* EXERCISE REQUIREMENTS *
First find the line containing "field appears in the image." in the data, then set it down exactly along with every line after it, through the last.

[Dataset entries]
|---|
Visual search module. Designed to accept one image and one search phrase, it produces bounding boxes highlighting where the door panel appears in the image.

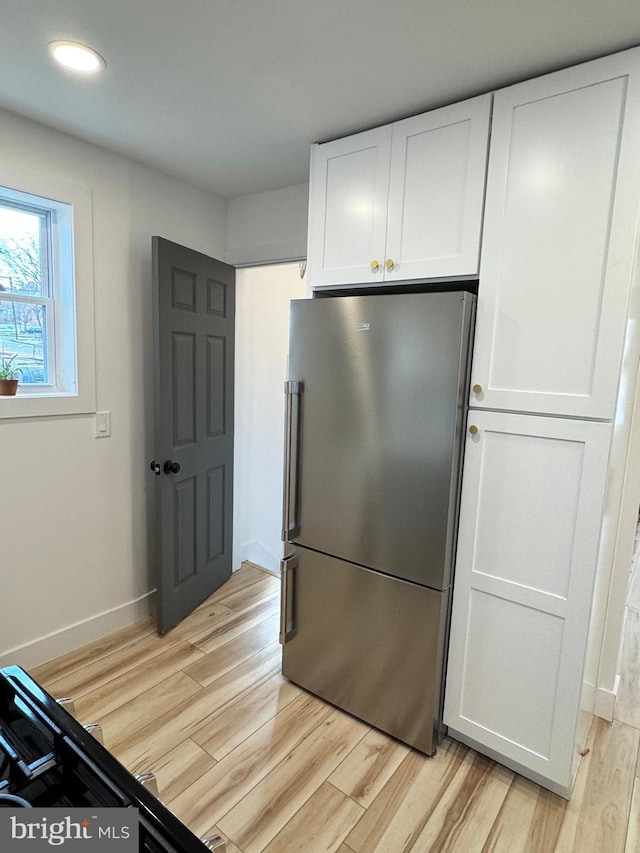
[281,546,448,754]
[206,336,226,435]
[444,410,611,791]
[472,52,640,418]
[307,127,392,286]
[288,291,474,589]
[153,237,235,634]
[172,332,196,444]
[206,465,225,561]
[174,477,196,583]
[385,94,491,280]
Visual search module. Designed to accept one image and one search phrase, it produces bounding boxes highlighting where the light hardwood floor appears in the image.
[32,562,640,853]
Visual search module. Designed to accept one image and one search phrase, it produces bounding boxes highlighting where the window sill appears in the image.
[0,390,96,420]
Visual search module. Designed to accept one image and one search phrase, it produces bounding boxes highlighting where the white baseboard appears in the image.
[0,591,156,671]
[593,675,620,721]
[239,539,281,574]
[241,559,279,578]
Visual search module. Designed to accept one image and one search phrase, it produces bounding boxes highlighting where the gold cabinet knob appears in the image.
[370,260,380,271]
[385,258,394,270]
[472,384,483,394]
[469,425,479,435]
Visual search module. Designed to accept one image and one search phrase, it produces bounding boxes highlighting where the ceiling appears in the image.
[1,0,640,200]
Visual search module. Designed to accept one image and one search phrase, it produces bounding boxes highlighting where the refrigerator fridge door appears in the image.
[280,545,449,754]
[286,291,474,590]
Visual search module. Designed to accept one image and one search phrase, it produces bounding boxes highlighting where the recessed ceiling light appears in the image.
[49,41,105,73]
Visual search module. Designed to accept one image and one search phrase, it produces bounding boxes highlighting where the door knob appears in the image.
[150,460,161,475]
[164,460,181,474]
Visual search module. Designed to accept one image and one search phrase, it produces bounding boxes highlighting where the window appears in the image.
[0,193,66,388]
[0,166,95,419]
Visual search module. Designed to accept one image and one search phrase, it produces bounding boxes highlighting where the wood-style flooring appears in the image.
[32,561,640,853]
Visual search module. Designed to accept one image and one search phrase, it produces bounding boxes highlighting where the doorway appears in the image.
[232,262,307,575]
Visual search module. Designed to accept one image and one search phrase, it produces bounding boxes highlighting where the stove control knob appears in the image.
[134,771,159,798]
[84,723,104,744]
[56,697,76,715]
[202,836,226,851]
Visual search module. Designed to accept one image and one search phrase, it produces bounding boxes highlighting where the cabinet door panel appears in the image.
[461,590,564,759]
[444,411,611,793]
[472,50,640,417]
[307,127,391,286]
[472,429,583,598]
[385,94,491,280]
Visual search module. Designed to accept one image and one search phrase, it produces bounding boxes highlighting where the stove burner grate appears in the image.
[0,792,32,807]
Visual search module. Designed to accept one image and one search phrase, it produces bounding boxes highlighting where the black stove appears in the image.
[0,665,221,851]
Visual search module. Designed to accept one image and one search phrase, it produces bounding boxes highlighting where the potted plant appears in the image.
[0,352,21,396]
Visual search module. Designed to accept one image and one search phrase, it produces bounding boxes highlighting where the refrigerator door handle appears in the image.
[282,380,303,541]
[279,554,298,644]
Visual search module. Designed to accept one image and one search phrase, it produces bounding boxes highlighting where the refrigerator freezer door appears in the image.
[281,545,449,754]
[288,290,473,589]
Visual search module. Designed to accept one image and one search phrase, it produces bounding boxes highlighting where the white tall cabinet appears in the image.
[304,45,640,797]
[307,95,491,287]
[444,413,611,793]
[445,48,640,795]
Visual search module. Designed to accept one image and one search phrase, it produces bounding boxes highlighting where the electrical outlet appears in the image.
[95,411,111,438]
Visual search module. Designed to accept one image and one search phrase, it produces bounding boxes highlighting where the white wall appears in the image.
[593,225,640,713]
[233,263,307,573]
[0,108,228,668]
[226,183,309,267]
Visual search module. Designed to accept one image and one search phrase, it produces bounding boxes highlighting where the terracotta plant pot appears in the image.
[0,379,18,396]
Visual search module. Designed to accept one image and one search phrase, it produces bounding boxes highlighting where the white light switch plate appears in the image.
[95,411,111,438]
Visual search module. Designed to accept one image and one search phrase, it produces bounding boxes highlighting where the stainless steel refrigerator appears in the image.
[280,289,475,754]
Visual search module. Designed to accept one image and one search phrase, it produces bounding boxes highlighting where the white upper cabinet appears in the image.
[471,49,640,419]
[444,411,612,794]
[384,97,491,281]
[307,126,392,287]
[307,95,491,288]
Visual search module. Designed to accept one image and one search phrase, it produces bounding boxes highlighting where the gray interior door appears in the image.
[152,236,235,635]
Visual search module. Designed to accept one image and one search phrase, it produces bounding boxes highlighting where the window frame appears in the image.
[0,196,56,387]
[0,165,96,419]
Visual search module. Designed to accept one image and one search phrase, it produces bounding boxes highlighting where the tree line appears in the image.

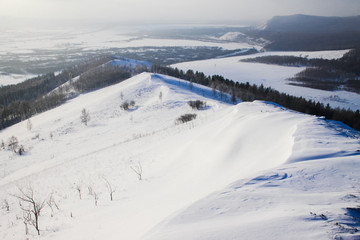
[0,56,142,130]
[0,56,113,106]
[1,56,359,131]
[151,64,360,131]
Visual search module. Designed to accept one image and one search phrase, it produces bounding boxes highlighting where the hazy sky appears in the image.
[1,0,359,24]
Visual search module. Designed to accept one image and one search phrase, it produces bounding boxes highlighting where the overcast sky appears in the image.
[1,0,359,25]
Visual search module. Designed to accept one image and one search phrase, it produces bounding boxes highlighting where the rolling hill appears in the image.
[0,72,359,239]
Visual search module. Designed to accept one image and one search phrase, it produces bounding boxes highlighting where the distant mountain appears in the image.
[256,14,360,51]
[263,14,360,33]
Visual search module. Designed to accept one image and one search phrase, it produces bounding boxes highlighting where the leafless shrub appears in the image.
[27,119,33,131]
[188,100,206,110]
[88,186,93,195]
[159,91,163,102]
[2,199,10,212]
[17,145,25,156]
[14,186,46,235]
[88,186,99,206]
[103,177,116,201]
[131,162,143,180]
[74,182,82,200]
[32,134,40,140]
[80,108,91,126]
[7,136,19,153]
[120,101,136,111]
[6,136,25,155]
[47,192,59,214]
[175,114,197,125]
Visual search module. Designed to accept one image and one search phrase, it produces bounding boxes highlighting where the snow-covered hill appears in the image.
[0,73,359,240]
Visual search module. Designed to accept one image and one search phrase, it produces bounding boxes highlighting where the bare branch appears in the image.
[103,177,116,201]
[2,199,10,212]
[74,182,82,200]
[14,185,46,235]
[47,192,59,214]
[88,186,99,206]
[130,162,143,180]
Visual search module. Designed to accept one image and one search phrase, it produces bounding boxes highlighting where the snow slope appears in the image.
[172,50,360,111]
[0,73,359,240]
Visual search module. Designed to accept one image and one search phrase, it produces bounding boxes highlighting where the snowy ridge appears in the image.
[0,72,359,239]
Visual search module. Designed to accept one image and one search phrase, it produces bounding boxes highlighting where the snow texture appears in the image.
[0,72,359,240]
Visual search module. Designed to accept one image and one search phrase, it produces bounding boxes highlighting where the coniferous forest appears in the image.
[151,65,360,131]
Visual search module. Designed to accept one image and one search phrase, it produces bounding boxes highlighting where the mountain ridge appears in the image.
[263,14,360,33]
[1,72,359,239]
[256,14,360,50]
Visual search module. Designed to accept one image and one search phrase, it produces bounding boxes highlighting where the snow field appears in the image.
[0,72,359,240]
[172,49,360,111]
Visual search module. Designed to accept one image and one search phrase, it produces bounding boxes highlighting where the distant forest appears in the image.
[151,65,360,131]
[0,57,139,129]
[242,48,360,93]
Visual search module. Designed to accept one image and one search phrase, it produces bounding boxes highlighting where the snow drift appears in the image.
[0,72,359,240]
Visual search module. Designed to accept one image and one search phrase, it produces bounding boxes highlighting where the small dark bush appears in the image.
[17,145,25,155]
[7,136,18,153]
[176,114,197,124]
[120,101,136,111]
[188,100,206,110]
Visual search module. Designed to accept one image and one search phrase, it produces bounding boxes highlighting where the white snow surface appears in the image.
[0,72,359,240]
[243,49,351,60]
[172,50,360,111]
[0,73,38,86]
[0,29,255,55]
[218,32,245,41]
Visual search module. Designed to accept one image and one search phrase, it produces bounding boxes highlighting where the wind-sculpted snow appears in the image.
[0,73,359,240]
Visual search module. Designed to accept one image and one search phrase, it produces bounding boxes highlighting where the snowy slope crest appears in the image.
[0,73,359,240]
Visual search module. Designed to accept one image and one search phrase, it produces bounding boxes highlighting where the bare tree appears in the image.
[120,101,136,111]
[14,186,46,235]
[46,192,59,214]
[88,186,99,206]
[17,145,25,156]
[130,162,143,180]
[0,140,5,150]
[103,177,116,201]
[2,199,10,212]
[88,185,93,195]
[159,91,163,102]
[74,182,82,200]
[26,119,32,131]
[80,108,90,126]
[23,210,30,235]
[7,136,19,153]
|---|
* ANSWER AREA *
Visual search module. Designed to accept one image and one search phrase, it produces bounding boxes highlighting where the snow field appears in the image.
[0,72,359,240]
[172,49,360,111]
Visual search module. Designed to accept one image and one search phrase, it produces bounding boxes highlighting where the distant forest appears in the image.
[151,65,360,131]
[0,57,139,129]
[242,48,360,93]
Visual search module. Designed to accept one image and one search phrase, it produces bounding boxes highlighting where the snow drift appears in the image.
[0,72,359,240]
Visual search module. Designed to accept one image and one search phrase, it produces bounding boxes highlighting where the small dark bush appears in the image.
[17,145,25,155]
[7,136,18,153]
[176,114,197,124]
[120,101,136,111]
[188,100,206,110]
Visual search module. Designed to accept one image and one search phrase, it produces bounding boxes highlighting where the white snow surface appears in the image.
[0,72,359,240]
[243,49,351,60]
[172,50,360,111]
[0,73,38,86]
[0,29,255,55]
[218,32,245,41]
Visual search module. Designed to accept one image and one search phrase, it produces bounding boxes highlighting where the wind-sculpted snow appears in the image.
[0,73,359,240]
Visual search module. Designed to accept one image and one search phrase, it produces bounding boxes highlighting where the snowy slope crest appears in the image.
[0,73,359,240]
Visual search module. Designed to accept one image and one search phrase, it produces bounding boxes highlighting where the bare tree appears in the image.
[120,101,136,111]
[14,186,46,235]
[46,192,59,214]
[88,186,99,206]
[17,145,25,156]
[130,162,143,180]
[0,140,5,150]
[103,177,116,201]
[2,199,10,212]
[88,185,93,195]
[159,91,163,102]
[74,182,82,200]
[26,119,32,131]
[80,108,90,126]
[23,210,30,235]
[7,136,19,153]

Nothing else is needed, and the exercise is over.